───── Selected text ─────
(Medical Xpress)—A team of researchers at pharmaceutical giant Merck has found a way to make anti-bacterial agents that have lost their ability to kill certain types of bacteria, become deadly again. In their paper published in Science Translational Medicine, the team describes the exhaustive study they conducted in searching for a molecule capable of interfering with one of the main defenses mechanisms bacteria have developed to resist antibacterial agents, the molecules they found and how effective they are in helping ß-lactams kill again.
Bacteria developing resistance to antibiotics has been well publicized, one such type in particular, Staphylococcus aureus, (MRSA) has become particularly troublesome—it is one of the more common bacteria types that cause staph infections, and has become immune to attack by ß-lactams, which include penicillin. Research has shown that one of the ways that MRSA became able to ward off attacks by ß-lactams was by fortifying its cell walls using building blocks known as teichoic acid. Prior research has also led to the discovery of molecules that are able to disrupt the building of such walls in their latter stages, but thus far have not proven to be effective in helping reduce resistance in MRSA. In this new effort, the researchers conducted an exhaustive search of molecules capable of interfering with the early stages of wall development, by building each molecule from scratch and testing it with another chemical that was known to inhibit later stage growth. The team reports that two molecules they created, tarocin A and B, were able to interrupt wall building at an early stage, which then allowed a dose of ß-lactams to move in for the kill.
───── Given records ─────
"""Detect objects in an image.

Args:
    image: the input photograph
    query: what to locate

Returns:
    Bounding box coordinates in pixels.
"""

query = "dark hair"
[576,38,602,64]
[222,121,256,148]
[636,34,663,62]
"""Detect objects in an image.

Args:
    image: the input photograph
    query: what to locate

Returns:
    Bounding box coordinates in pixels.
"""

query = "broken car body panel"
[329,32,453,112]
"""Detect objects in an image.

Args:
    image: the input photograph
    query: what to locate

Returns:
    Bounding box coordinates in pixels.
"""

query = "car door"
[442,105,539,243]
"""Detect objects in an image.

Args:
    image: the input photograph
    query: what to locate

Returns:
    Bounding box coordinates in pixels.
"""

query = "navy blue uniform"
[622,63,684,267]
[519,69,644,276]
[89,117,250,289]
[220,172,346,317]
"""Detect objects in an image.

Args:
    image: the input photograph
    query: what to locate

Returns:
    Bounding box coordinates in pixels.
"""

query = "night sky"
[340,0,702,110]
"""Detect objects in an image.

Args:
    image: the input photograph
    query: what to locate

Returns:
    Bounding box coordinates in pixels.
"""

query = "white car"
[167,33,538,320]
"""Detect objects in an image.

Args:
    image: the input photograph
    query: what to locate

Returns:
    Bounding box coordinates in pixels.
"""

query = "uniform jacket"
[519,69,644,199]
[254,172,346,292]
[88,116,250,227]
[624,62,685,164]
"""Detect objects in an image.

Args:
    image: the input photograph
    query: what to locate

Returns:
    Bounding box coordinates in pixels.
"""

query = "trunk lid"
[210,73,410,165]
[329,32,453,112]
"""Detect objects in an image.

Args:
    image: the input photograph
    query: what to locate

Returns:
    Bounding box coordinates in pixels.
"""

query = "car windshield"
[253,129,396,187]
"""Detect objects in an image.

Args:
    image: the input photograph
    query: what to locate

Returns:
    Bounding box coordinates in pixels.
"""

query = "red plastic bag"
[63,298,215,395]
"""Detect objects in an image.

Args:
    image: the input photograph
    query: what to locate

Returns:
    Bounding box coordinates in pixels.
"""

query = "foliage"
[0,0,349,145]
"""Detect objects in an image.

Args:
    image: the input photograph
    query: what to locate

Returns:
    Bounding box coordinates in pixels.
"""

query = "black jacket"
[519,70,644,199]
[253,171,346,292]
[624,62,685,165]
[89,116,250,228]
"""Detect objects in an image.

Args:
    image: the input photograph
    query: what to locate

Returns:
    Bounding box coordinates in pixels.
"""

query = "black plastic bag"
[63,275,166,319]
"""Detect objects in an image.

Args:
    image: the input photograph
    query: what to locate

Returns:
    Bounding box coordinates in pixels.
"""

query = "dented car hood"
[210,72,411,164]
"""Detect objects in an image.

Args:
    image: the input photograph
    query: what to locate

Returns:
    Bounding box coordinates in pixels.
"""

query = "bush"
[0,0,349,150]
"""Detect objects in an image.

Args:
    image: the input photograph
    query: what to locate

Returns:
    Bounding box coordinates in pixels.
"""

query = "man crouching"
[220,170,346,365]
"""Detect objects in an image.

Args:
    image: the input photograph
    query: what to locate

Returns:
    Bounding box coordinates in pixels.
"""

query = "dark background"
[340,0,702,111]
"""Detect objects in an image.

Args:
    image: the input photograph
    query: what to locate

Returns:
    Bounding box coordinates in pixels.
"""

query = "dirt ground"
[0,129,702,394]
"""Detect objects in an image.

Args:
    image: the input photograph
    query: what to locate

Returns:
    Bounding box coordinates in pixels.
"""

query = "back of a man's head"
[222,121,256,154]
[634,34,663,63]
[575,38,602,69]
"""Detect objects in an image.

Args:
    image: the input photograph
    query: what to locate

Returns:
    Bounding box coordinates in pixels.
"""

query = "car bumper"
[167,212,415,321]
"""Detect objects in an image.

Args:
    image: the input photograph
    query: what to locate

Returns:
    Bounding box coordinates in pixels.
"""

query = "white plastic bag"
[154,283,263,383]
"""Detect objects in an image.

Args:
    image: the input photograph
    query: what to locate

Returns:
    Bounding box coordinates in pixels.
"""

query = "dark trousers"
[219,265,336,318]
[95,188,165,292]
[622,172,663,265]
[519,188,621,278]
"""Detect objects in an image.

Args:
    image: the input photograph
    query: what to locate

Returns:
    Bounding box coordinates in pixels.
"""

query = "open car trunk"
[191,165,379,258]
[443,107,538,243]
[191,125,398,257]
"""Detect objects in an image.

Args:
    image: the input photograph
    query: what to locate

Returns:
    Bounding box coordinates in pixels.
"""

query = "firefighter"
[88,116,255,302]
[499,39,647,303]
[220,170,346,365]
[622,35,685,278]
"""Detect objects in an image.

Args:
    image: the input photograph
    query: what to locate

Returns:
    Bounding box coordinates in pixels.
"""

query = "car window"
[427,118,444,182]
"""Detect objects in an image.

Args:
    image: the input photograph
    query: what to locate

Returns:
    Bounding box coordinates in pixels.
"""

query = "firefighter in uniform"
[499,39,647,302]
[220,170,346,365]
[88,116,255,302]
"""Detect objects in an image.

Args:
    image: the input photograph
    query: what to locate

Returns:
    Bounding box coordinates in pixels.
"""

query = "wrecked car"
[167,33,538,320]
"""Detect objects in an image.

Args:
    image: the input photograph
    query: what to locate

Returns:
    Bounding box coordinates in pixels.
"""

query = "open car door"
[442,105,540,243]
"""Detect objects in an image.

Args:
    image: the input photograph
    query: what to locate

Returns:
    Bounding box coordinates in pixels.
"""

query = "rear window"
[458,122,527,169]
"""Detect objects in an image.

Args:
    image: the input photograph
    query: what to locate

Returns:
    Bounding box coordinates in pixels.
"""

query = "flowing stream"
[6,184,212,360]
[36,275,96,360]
─────
» Assigned task A: Could you revise the part of the article on Merck's antibiotic research that starts at "(Medical Xpress)—A team" and ends at "ß-lactams kill again.", putting "drug company" in place of "pharmaceutical giant"?
» Assigned task B: Can you pick up the article on restoring ß-lactams against MRSA from its last sentence and write what comes next?

» Written answer A:
(Medical Xpress)—A team of researchers at drug company Merck has found a way to make anti-bacterial agents that have lost their ability to kill certain types of bacteria, become deadly again. In their paper published in Science Translational Medicine, the team describes the exhaustive study they conducted in searching for a molecule capable of interfering with one of the main defenses mechanisms bacteria have developed to resist antibacterial agents, the molecules they found and how effective they are in helping ß-lactams kill again.

» Written answer B:
Once the molecules were identified, the team set about bolstering their abilities and then conducted multiple tests of the abilities of both to help treat bacterial infections. They report that the combination proved successful in 82 percent of lab samples tested against MRSA and 72 percent effective against another common resistant bacteria known as MRSE. They also tested the combinations in mice infected with MRSA—those that got the double dose treatment showed signs of reduced infection, while those given just one of the drugs did not improve at all. Furthermore, the researchers also report that initial testing indicates that neither new molecule appears to cause any harm to human cells.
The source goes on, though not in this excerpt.